═════ Excerpted data
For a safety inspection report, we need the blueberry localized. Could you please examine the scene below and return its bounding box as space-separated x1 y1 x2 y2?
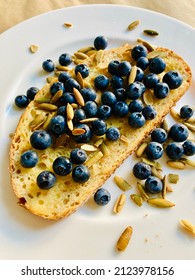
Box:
48 115 66 136
145 141 164 159
142 105 157 120
42 59 55 72
136 56 149 71
180 105 194 120
37 171 56 190
94 188 111 206
72 164 90 183
166 142 184 160
129 99 144 113
83 101 98 118
149 57 166 74
94 36 108 50
106 126 120 142
183 140 195 156
128 112 146 128
80 88 97 102
30 130 52 150
101 91 117 107
143 73 160 88
58 53 72 66
73 123 92 143
50 82 65 96
53 156 72 176
75 64 89 78
144 176 163 194
163 71 183 89
126 81 146 100
94 75 109 90
151 128 167 144
110 75 123 89
117 61 131 77
133 162 151 180
70 148 87 164
20 150 38 168
15 94 29 108
26 87 39 100
113 101 129 117
131 45 148 60
169 123 189 142
97 105 112 120
154 82 169 99
108 60 120 75
92 119 107 136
══════════
Exercise task -
Put the item above into a CSV with the columns "prompt" and "response": one row holding its text and its answer, each in a single quoted field with line breaks replaced by spaces, and the picture left out.

Response to this task -
prompt,response
"For a safety inspection report, we need the blueberry localized. Could you please examine the scene below and return its bounding box as space-separated x1 y1 x2 y2? Box:","48 115 66 136 145 141 164 159 142 105 157 120 42 59 55 72 136 56 149 71 180 105 194 120 37 171 56 190 94 188 111 206 72 164 90 183 166 142 184 160 129 99 144 113 83 101 98 118 149 57 166 74 94 36 108 50 106 126 120 142 183 140 195 156 128 112 146 128 80 88 97 102 30 130 52 150 101 91 117 107 143 73 160 88 58 53 72 66 73 123 92 143 50 82 65 96 53 156 72 176 75 64 89 78 144 176 163 194 163 71 183 89 126 81 146 100 94 75 109 90 151 128 167 144 110 75 123 89 117 61 131 77 133 162 151 180 70 148 87 164 20 150 38 168 15 94 29 108 26 87 39 100 113 101 129 117 131 45 148 60 169 123 189 142 97 105 112 120 154 82 169 99 108 60 120 75 92 119 107 136"